■ Source text
++++++++++++++++++++

But even as case numbers increased in recent weeks after an early spring lull, Lightfoot said she has no intention of returning to remote learning when classes resume in August.

“I’m going to continue, frankly, to fight like hell to make sure that our kids are back in school,” she said during a press event Tuesday morning at Peace and Education Coalition Alternative High School. “We will continue to make the necessary investments classroom-by-classroom, to give parents the confidence that they can send their children back to school.”

Over the course of the last school year, CPS implemented a vaccine mandate for employees, reduced the quarantine period for those who test positive from 10 days down to five and implemented a test-to-stay program — which allows students to avoid a mandatory quarantine following a close contact if they agree to multiple COVID-19 tests — at a handful of schools throughout the district.

CPS officials also reached a COVID-19 safety agreement with the Chicago Teachers Union following a five-day labor action in January, though teachers later claimed the district broke part of that agreement by removing a mask mandate as the number of cases dwindled in March.

Since then, cases of COVID-19 have again rebounded, and Chicago currently remains in a “high” risk transmission category.

“Safe in-person learning is, and has always been, the goal, but COVID-19 spikes this spring have shown us that pandemic mitigation must continue,” the union said in a statement Tuesday.

The union said CPS must bargain for a COVID-19 safety agreement for the fall, while maintaining the safety mitigations already in place under the current agreement.

“The district has said that they have no plans to change safety layers, and Mayor Lightfoot’s CPS team should commit to that in writing to reassure students, families and educators,” the union said. “COVID-19 is still disrupting lives, and there is still a need for caring and nurturing special education teachers, social workers, counselors, teacher assistants and other staff in every building — not budget cuts and more than 450 layoffs while the mayor balances the city budget on the backs of our school children.

++++++++++++++++++++

■ Information supplied
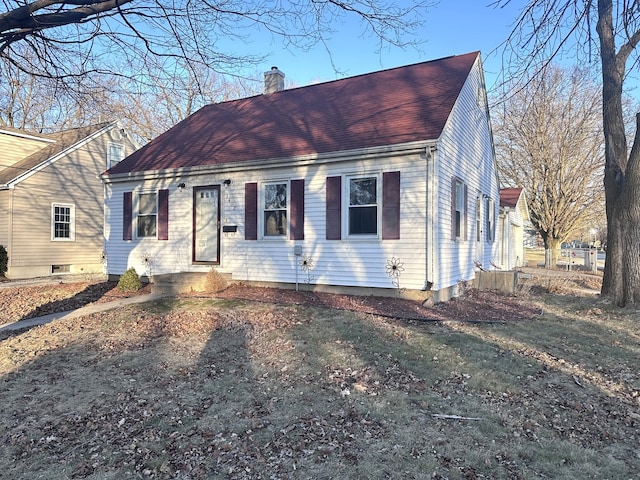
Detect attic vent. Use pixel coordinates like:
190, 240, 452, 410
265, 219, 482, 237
264, 67, 284, 95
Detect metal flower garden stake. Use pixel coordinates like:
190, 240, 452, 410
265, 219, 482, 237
385, 257, 404, 293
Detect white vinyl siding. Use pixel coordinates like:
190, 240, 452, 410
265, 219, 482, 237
433, 56, 499, 290
0, 124, 138, 278
106, 153, 426, 289
107, 143, 125, 169
105, 56, 498, 296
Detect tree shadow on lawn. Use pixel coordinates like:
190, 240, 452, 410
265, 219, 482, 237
0, 290, 640, 479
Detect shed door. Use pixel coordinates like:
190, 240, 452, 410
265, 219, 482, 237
193, 185, 220, 263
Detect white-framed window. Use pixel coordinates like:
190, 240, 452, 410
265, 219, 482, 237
262, 181, 289, 238
345, 175, 380, 236
51, 203, 76, 242
136, 192, 158, 238
107, 142, 124, 168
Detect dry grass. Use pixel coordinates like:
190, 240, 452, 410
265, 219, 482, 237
205, 268, 227, 293
0, 276, 640, 480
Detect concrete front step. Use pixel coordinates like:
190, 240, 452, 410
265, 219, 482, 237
151, 272, 231, 295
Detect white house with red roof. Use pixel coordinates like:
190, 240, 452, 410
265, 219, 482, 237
496, 188, 531, 270
102, 52, 499, 300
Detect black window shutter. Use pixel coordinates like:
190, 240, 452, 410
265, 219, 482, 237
326, 177, 342, 240
158, 190, 169, 240
122, 192, 133, 240
289, 180, 304, 240
382, 172, 400, 240
244, 183, 258, 240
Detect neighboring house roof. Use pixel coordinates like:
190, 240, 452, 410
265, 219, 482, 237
0, 127, 54, 142
500, 188, 522, 208
0, 122, 112, 185
500, 187, 531, 222
107, 52, 479, 175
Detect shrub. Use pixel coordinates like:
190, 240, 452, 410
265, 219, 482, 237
205, 268, 227, 293
0, 245, 9, 276
118, 267, 142, 292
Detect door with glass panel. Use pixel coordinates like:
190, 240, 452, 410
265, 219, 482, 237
193, 185, 220, 263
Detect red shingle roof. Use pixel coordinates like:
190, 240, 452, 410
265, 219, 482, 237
108, 52, 479, 174
500, 188, 522, 208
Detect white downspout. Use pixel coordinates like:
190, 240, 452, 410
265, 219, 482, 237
425, 145, 438, 290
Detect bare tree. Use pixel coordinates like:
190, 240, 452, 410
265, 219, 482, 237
0, 49, 104, 133
101, 60, 263, 144
494, 0, 640, 306
0, 0, 431, 86
492, 66, 604, 267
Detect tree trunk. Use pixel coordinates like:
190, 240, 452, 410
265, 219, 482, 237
543, 236, 562, 268
596, 0, 640, 305
615, 113, 640, 306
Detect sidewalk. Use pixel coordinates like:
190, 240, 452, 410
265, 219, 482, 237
0, 293, 166, 332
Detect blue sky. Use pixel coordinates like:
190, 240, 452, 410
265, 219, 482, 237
254, 0, 523, 89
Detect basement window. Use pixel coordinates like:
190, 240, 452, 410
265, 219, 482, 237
51, 265, 71, 275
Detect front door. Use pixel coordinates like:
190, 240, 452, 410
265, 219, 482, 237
193, 185, 220, 263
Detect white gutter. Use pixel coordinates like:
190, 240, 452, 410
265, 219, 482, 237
0, 128, 56, 143
424, 144, 438, 290
100, 141, 436, 183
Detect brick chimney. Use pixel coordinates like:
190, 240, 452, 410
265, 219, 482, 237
264, 67, 284, 95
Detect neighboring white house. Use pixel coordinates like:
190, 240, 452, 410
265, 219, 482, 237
0, 122, 138, 279
496, 188, 531, 270
102, 52, 499, 299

++++++++++++++++++++

■ What to work on
1 - Restate word for word the part of the school COVID-19 article between "The union said CPS" and "our school children.", inclusive.
2 - Decide whether each statement agrees with the school COVID-19 article, answering yes or no and quoting the words of the article that decide it. (a) CPS cut the quarantine period for those who test positive from 10 days to five. (b) CPS and the Chicago Teachers Union reached their COVID-19 safety agreement after a ten-day labor action. (c) Lightfoot intends to return to remote learning when classes resume in August.

■ Solutions below
1 -
The union said CPS must bargain for a COVID-19 safety agreement for the fall, while maintaining the safety mitigations already in place under the current agreement.

“The district has said that they have no plans to change safety layers, and Mayor Lightfoot’s CPS team should commit to that in writing to reassure students, families and educators,” the union said. “COVID-19 is still disrupting lives, and there is still a need for caring and nurturing special education teachers, social workers, counselors, teacher assistants and other staff in every building — not budget cuts and more than 450 layoffs while the mayor balances the city budget on the backs of our school children.

2 -
(a) Yes: "reduced the quarantine period for those who test positive from 10 days down to five"
(b) No: "following a five-day labor action in January"
(c) No: "she has no intention of returning to remote learning when classes resume in August"